## PASSAGE GIVEN
---

Investars Proprietary Rate of Success System (ROSS)
Measures and Compares the Performance of Research Providers

Intended Usage
Investars allows investors to investigate the performance record of the research provider offering them investment advice on a stock, for example IBM. It also shows them what other firms are making recommendations on IBM and what the performance of their advice has been. By ordering the performance records of those firms from best to worst, Investars assists the investor in identifying which research providers can offer them the best advice on whether to buy, hold or sell IBM at this moment in time.

The Performance Measurement's System's Objective
Investars goal is to produce an accurate measurement of the performance of research providers. To do this it measures the success or failure of each of recommended buy, hold and sell recommendations in the providers stock coverage universe.

Background
Research organizations that analyze common stocks may provide several types of information to their institutional and retail clients. These items can include a commentary on a company's current financial progress, a review of its most recent earnings announcement and an estimate of a company's future earnings. The one single item that summarizes all of this information is a recommendation to buy, hold or sell a stock. Investars seeks to measure the success of these recommendations and then compare providers by their performance.

Methods
Research providers maintain lists of buy, hold and sell recommendations on the stocks in their coverage universe. These recommendations are constantly updated as the analysts opinions change. Since a list is not the same as a recommended portfolio, methods to measure them must be different.

Investars uses a straightforward set of rules to compare lists of recommendations. It's proprietary approach rewards a buy recommendation when the stock rises and penalizes it when the stock falls. If it is a strong buy verses a buy, then the strong buy is awarded when it outperforms the buy. Sell recommendations are also valued for their accuracy. A sell recommendation is rewarded if the stock falls and penalized if the stock rises. A strong sell recommendation is rewarded if the stock falls more than a sell recommendation. Hold recommendations are by their nature neutral so get no rewards or penalties.

An individual stock's score reflects the success or failure of every buy, hold or sell recommendation made for the stock. These scores are called ROSS returns (Rate of Success System). Scores are calculated for each stock in the research provider's coverage universe. To measure a provider's performance effectiveness in an industry or an economic sector, the appropriate individual stock scores are simply averaged. When all of the stocks a provider covers are averaged, the result is an overall provider score reflecting that research firm's performance. This provider score can then be compared to the scores of all other providers to rank them in order of their past success in making stock recommendations.

ROSS (Rate of Success System) Methodology
The Investars "Rate of Success System" (ROSS) quantifies a firm's performance by creating hypothetical portfolios based on their stock ratings. The system calculates returns for every firm and ranks them based on their returns for every stock ("By Stock") and sector ("By Industry") as well as for their overall portfolio of ratings ("By Portfolio"). ROSS also takes into account the strength of the ratings in creating the hypothetical portfolios and all historical ratings for the specified time period. Ratings are updated throughout the day and the returns are calculated once a day after the market closes. ROSS uses historical and current stock ratings to calculate hypothetical historical investment returns for more than 130 firms and more than 7000 companies.

---

## PARTS OF THE EXERCISE
1. In the Investars ROSS text, how are hold recommendations scored?
2. Quote the Investars ROSS text, starting at "Intended Usage" and ending at "stock coverage universe.".
You won't need the material for anything here.

---

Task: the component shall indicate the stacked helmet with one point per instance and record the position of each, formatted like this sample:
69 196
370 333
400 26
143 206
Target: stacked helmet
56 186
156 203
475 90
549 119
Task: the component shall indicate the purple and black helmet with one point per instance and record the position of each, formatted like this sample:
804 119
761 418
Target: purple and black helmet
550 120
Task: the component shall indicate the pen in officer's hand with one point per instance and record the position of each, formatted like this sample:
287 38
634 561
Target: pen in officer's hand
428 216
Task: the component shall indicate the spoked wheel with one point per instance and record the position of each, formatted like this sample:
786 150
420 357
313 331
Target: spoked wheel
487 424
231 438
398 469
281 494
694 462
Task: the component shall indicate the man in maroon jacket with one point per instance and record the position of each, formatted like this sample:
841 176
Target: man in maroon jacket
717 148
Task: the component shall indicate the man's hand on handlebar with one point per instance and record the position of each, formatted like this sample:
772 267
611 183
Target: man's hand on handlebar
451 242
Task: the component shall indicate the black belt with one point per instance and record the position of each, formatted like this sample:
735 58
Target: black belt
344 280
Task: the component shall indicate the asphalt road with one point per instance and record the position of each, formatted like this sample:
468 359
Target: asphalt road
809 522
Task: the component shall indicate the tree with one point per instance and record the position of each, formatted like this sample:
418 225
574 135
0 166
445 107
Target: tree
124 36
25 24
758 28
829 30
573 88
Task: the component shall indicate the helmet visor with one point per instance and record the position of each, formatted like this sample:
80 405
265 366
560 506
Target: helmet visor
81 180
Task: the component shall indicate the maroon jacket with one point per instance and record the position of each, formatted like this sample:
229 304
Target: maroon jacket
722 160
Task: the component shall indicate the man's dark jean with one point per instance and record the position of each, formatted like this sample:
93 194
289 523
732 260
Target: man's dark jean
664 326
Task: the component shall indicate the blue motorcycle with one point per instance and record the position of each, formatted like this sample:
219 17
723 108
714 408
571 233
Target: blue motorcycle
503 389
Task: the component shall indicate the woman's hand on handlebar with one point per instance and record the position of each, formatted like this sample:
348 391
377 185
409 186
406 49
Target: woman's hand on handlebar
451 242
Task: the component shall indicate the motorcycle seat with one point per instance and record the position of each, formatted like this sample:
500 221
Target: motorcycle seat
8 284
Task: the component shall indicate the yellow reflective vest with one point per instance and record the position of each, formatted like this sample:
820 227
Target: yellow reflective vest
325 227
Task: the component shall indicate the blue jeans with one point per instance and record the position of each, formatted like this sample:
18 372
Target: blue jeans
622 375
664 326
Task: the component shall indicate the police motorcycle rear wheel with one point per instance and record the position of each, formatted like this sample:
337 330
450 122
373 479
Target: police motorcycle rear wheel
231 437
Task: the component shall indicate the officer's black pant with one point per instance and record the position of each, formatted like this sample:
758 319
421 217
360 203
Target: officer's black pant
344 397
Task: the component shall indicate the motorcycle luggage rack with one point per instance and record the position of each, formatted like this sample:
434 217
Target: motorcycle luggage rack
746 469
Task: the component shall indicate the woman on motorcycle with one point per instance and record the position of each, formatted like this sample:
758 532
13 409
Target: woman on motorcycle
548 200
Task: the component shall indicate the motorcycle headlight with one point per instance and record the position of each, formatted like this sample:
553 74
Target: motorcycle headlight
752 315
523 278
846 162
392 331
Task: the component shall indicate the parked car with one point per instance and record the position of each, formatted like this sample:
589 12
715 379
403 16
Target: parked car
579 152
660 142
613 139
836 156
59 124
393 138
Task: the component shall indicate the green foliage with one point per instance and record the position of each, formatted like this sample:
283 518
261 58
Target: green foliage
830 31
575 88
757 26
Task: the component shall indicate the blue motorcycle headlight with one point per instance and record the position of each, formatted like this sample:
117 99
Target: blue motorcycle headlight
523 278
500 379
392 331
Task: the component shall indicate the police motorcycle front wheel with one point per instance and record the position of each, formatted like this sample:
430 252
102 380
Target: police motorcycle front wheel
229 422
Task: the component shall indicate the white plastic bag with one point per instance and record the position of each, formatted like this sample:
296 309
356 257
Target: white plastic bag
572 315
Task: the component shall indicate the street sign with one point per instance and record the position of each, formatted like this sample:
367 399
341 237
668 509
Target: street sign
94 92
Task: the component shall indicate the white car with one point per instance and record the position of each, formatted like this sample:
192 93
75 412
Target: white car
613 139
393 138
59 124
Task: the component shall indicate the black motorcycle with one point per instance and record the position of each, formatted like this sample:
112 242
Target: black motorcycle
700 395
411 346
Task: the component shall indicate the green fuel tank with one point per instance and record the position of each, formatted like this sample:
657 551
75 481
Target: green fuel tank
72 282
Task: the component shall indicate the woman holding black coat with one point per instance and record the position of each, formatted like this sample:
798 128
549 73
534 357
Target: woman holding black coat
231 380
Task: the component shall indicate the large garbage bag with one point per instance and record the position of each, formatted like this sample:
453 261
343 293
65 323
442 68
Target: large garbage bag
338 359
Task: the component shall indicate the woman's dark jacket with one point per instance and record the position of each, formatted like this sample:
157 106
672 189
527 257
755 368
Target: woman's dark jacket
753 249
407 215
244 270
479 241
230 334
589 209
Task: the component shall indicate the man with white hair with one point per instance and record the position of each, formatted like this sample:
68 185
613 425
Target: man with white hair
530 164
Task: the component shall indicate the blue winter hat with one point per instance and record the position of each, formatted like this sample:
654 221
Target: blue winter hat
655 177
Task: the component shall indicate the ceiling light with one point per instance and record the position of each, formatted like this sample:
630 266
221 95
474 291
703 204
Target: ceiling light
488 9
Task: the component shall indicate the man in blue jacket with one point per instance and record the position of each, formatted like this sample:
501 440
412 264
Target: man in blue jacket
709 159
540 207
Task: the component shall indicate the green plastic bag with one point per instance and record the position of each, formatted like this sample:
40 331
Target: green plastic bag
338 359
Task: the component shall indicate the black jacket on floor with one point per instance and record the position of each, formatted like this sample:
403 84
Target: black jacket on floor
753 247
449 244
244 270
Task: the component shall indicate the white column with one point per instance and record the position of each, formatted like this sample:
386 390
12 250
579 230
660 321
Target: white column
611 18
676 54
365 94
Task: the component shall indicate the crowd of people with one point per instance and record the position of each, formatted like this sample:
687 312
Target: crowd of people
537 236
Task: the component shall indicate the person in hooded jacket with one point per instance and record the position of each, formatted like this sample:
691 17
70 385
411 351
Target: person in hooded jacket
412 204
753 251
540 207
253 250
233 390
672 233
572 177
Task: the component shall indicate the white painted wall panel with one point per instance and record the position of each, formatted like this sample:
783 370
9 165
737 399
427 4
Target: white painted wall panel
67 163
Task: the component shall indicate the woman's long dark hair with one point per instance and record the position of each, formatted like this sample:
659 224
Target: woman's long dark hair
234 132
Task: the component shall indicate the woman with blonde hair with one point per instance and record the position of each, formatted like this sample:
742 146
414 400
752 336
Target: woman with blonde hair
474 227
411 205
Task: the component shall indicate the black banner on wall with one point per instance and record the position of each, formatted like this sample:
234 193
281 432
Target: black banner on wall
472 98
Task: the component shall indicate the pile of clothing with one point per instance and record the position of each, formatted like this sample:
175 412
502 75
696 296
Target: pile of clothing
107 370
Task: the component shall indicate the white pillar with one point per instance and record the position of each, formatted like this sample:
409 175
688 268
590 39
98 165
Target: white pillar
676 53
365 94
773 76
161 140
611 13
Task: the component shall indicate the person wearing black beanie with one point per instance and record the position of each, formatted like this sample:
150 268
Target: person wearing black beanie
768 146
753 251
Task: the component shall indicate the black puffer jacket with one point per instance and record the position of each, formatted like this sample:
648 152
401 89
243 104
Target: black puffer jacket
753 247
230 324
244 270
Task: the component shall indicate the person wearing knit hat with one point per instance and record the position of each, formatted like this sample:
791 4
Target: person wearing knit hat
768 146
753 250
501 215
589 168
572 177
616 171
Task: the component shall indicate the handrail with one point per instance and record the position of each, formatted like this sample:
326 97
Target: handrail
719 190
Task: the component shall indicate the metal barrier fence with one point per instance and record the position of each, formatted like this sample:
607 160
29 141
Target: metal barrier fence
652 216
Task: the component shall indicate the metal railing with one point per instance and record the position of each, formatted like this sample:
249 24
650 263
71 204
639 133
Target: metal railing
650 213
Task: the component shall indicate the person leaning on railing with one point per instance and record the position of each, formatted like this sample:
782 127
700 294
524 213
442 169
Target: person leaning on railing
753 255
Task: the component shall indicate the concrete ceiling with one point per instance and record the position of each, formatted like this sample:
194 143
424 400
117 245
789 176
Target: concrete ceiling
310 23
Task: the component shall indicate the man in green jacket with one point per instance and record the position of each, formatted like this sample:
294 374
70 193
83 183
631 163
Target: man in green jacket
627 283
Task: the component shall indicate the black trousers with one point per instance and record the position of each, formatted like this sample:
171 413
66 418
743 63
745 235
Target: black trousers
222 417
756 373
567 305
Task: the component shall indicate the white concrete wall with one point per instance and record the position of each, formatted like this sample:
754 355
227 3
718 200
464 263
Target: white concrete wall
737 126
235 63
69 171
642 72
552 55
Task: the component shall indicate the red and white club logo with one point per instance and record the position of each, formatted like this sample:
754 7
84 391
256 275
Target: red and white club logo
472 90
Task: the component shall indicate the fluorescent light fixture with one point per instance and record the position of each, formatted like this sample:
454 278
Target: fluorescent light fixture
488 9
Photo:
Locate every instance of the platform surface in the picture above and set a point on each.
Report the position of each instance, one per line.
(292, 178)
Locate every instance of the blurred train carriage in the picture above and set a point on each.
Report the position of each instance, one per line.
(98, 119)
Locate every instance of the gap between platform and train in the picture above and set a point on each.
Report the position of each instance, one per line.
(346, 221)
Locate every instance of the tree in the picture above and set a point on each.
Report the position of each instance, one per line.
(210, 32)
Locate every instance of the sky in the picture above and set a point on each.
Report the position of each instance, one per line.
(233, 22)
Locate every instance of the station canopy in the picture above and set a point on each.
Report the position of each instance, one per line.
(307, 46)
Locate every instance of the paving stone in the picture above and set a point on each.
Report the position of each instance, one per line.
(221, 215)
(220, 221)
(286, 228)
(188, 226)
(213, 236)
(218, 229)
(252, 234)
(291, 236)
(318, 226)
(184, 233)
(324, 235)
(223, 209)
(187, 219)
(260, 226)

---

## RESPONSE LIST
1. They get no rewards or penalties, because they are neutral by nature.

2.
Intended Usage
Investars allows investors to investigate the performance record of the research provider offering them investment advice on a stock, for example IBM. It also shows them what other firms are making recommendations on IBM and what the performance of their advice has been. By ordering the performance records of those firms from best to worst, Investars assists the investor in identifying which research providers can offer them the best advice on whether to buy, hold or sell IBM at this moment in time.

The Performance Measurement's System's Objective
Investars goal is to produce an accurate measurement of the performance of research providers. To do this it measures the success or failure of each of recommended buy, hold and sell recommendations in the providers stock coverage universe.